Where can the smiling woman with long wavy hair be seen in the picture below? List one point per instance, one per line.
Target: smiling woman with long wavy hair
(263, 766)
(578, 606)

--

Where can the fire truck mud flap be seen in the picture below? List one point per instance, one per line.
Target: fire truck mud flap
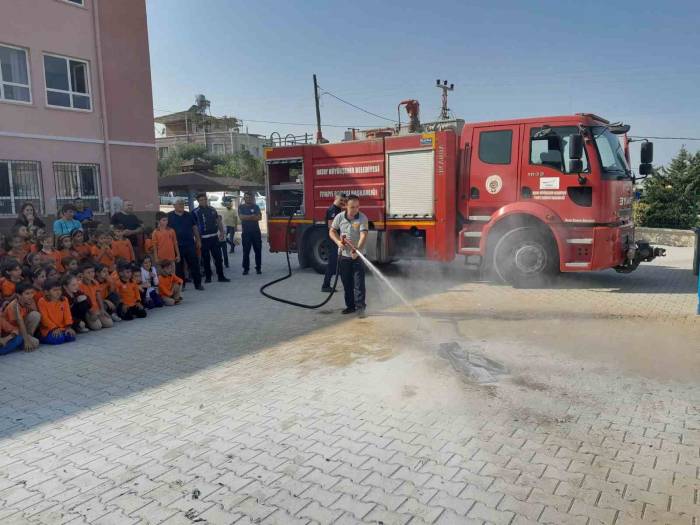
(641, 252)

---

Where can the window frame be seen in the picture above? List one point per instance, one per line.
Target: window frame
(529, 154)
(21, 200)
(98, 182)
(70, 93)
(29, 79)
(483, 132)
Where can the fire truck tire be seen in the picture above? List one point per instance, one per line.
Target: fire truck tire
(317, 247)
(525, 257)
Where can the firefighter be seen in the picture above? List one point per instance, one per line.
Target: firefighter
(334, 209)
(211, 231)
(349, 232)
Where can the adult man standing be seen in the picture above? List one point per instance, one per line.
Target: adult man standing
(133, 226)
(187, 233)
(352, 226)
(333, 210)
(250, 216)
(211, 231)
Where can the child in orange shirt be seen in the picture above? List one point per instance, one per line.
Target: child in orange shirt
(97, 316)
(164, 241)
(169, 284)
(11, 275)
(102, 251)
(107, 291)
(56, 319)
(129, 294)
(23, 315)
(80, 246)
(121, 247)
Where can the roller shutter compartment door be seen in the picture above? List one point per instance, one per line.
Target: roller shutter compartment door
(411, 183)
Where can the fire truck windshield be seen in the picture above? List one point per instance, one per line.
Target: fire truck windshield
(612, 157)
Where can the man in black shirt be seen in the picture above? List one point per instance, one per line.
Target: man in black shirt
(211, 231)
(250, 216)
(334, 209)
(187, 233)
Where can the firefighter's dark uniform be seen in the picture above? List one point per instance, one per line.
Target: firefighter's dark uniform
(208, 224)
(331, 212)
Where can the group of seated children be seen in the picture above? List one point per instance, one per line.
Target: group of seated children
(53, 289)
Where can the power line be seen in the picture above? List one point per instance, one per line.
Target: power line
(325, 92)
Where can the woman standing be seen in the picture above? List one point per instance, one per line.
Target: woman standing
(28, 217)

Goal
Pull out every line of the data above that contains the string "children", treating uppercase and lowercase letters as different.

Solution below
Where can the group of seated children be seen in the picture above? List one point per instance, one per line.
Target: group of seated children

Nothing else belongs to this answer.